-- Görev --
Gençlerin yurtdışında yaşama isteğini ele alan metni iki cümleyle özetleyin.

-- Verilen metin --
****************************************

CHP, değişimin ve dönüşümün en büyük adresidir. CHP bugün siyasal partiler içerisinde en nitelikli ve en yetkin kadrolarını bünyesinde barındıran partidir.

KILIÇDAROĞLU: GENÇLER TÜRKİYE'DEN GİTMEK İSTİYORSA, BEKA SORUNU İŞTE BUDUR!

Eğitimli, gelişmiş ciddi bir genç kuşağımız var. Mayıs ayında 'İmkanınız olsa yurtdışında yaşamak ister misiniz?' diye soruluyor gençlere. Gençlerin yüzde 62,5'i 'evet' diyor. AK Partili gençlerin de yüzde 47,3'ü 'evet' diyor. Önümüzdeki ciddi tehlikeyi görüyor musunuz? Bir ülkenin gençliği, ben bu ülkede değil başka bir ülkede yaşamak istiyorum diyor. Gercekgundem.com'da yer alan habere göre Kılıçdaroğlu şöyle devam etti: Eylül'de 'kalıcı olarak başka bir ülke vatandaşlığı verilirse Türkiye'yi terk edip o ülkeye yerleşmeyi düşünür müsünüz? diye soruluyor. Evet diyenlerin oranı yüzde 64. Yüzde 14'ü 'hayır kalırım' diyor. Türkiye'nin gerçek anlamda beka sorunu ne? Bir ülke kendi gençliğini kaybederse Türkiye'nin beka sorunu nedir o zaman? Başka hangi beka sorunundan söz edeceksiniz, işte beka sorunu budur! İkinci yüzyıla çağrı beyannamesi bütün bu gençleri Türkiye'de tutma beyannamesidir ayrıca.

****************************************

(Nokta işaretleme verilerinden alıntılar)
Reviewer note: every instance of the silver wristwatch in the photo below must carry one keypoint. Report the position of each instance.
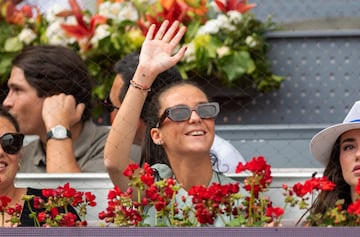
(58, 132)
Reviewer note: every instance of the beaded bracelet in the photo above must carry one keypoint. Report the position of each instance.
(139, 86)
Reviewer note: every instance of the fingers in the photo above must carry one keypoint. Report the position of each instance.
(166, 34)
(162, 30)
(149, 35)
(177, 38)
(171, 31)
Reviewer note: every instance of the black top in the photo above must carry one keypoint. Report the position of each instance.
(25, 220)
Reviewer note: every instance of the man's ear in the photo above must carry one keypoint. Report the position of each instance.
(156, 135)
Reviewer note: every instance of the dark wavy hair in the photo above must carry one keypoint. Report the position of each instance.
(52, 70)
(5, 114)
(152, 153)
(327, 199)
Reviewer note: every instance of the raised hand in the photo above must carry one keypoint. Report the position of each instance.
(157, 52)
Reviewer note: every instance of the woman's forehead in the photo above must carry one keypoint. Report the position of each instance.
(182, 94)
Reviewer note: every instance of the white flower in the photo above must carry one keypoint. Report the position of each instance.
(27, 36)
(210, 27)
(189, 55)
(119, 11)
(50, 15)
(235, 17)
(56, 35)
(250, 41)
(101, 32)
(222, 51)
(224, 23)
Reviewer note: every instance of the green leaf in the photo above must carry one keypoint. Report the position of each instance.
(236, 65)
(13, 44)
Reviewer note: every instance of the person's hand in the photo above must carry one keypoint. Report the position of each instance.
(61, 109)
(157, 52)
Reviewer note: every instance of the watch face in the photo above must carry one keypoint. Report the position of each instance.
(59, 132)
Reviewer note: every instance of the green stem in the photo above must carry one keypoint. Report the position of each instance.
(33, 214)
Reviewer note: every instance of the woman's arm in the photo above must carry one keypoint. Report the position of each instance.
(156, 56)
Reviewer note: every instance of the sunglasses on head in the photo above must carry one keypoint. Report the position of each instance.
(109, 105)
(11, 143)
(180, 113)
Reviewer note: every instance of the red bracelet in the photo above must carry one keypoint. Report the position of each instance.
(139, 86)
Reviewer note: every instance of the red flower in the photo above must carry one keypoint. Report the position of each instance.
(354, 208)
(129, 171)
(274, 212)
(4, 202)
(234, 5)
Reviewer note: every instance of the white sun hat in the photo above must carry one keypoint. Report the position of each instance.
(322, 143)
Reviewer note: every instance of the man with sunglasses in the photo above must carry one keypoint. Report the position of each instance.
(50, 96)
(227, 155)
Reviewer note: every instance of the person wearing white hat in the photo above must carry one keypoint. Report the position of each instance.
(338, 148)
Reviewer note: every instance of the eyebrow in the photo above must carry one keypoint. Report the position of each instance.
(350, 139)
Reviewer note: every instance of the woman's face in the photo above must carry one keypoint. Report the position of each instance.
(350, 156)
(9, 164)
(193, 135)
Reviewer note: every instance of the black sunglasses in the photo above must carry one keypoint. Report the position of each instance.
(11, 143)
(109, 105)
(180, 113)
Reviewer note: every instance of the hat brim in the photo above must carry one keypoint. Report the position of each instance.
(322, 143)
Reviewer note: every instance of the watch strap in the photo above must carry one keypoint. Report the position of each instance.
(50, 135)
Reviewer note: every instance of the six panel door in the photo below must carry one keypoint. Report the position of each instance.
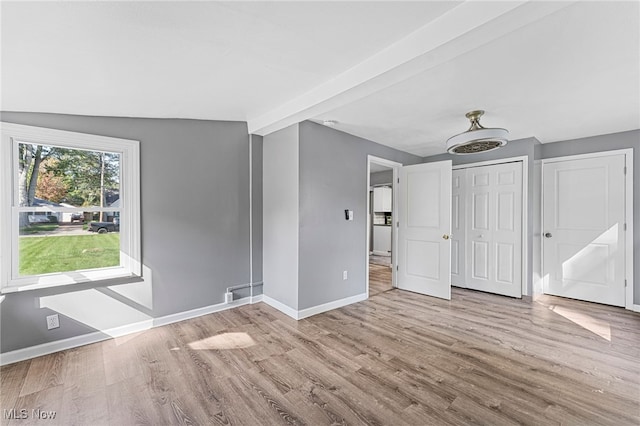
(494, 228)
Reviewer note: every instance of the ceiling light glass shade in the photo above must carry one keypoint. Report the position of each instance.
(477, 138)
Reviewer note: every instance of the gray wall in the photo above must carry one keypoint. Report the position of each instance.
(600, 143)
(333, 177)
(195, 223)
(518, 148)
(256, 209)
(380, 178)
(280, 214)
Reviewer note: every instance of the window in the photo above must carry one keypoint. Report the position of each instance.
(69, 208)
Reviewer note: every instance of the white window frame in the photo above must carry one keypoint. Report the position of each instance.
(130, 246)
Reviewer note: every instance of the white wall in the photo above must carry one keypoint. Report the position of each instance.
(280, 191)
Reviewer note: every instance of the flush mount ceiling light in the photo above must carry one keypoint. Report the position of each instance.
(477, 138)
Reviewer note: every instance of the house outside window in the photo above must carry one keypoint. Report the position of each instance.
(70, 208)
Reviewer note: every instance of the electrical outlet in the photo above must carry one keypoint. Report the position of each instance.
(53, 321)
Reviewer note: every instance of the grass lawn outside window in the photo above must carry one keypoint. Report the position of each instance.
(48, 254)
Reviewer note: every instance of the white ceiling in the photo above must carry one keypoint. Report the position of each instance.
(399, 73)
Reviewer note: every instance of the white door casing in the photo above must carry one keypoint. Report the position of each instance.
(583, 239)
(458, 228)
(424, 215)
(494, 228)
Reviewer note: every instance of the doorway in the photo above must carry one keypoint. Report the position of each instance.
(381, 202)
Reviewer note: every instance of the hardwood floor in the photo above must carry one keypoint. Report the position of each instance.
(398, 358)
(379, 279)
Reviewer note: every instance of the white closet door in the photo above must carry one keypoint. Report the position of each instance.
(583, 229)
(494, 229)
(458, 228)
(424, 246)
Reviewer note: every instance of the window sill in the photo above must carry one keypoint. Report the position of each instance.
(102, 277)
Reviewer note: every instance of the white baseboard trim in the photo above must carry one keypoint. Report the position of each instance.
(98, 336)
(314, 310)
(287, 310)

****************************************

-- Sorunun yanıtı --
Kılıçdaroğlu'na göre Mayıs'ta gençlerin yüzde 62,5'i, AK Partili gençlerin de yüzde 47,3'ü imkânları olsa yurtdışında yaşamak istediklerini söylemiş. Eylül'de kalıcı vatandaşlık verilirse Türkiye'yi terk etmeyi düşünenlerin oranı yüzde 64 çıkmış; Kılıçdaroğlu asıl beka sorununun ülkenin gençliğini kaybetmesi olduğunu ve ikinci yüzyıla çağrı beyannamesinin bu gençleri Türkiye'de tutma beyannamesi olduğunu söylüyor.